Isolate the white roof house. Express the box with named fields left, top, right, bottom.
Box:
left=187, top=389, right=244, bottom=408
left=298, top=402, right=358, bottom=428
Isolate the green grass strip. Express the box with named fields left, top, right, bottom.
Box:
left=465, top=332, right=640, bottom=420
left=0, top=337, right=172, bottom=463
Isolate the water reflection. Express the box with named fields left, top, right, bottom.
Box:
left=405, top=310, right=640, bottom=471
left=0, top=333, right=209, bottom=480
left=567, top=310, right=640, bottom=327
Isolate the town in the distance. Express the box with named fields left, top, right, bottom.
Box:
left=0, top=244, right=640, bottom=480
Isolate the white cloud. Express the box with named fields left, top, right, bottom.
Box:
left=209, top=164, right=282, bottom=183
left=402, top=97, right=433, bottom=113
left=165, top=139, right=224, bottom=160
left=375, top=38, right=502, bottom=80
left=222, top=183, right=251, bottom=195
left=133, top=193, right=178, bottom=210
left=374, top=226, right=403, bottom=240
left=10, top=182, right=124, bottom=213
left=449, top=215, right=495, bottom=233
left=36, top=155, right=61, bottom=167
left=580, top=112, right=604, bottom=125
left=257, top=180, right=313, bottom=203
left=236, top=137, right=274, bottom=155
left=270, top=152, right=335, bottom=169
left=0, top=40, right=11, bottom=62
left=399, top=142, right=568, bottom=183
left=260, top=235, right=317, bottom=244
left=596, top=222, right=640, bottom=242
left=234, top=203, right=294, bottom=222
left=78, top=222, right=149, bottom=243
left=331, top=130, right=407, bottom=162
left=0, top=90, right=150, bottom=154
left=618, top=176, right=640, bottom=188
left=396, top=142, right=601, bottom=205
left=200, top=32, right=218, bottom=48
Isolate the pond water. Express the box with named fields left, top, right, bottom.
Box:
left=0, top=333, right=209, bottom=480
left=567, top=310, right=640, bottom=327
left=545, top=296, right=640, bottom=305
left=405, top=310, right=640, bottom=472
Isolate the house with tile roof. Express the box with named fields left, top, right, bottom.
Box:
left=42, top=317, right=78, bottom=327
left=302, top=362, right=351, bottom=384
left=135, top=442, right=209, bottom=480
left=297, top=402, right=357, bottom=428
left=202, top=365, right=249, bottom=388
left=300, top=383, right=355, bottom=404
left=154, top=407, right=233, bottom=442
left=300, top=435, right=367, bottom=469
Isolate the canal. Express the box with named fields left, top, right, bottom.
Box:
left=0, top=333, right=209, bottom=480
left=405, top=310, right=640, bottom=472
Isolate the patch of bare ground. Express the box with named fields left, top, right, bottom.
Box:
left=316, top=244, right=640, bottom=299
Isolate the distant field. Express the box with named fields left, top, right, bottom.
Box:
■ ■ ■ ■ ■ ■ ■
SET EXERCISE:
Copy the rows from the line containing "Isolate the green" through the line containing "left=200, top=32, right=218, bottom=48", requests included, and scale every box coordinate in the answers by 2.35, rounding to whole numbers with halves rounded up.

REPLY TO THE TASK:
Isolate the green grass strip. Express the box with named fields left, top, right, bottom.
Box:
left=1093, top=780, right=1504, bottom=987
left=0, top=792, right=404, bottom=1088
Isolate the water reflection. Express the box with named fields left, top, right, bottom.
Box:
left=952, top=729, right=1504, bottom=1107
left=0, top=783, right=491, bottom=1128
left=1332, top=729, right=1504, bottom=768
Isolate the town in the distance. Express the box with named fields left, top, right, bottom.
Box:
left=0, top=573, right=1504, bottom=1128
Isolate the white cloud. Express the box with named fields left, top, right, bottom.
Box:
left=491, top=385, right=663, bottom=430
left=945, top=228, right=1018, bottom=266
left=388, top=327, right=526, bottom=376
left=881, top=89, right=1180, bottom=188
left=522, top=430, right=590, bottom=458
left=313, top=454, right=418, bottom=494
left=879, top=531, right=947, bottom=564
left=24, top=428, right=291, bottom=501
left=1055, top=505, right=1163, bottom=548
left=85, top=364, right=143, bottom=392
left=1363, top=263, right=1419, bottom=294
left=604, top=423, right=736, bottom=477
left=555, top=322, right=644, bottom=364
left=635, top=357, right=787, bottom=397
left=0, top=94, right=26, bottom=146
left=938, top=334, right=1335, bottom=430
left=611, top=552, right=745, bottom=573
left=1401, top=522, right=1504, bottom=569
left=550, top=477, right=691, bottom=522
left=183, top=522, right=350, bottom=571
left=778, top=306, right=956, bottom=381
left=0, top=212, right=353, bottom=362
left=1452, top=414, right=1504, bottom=442
left=931, top=334, right=1412, bottom=482
left=470, top=75, right=512, bottom=113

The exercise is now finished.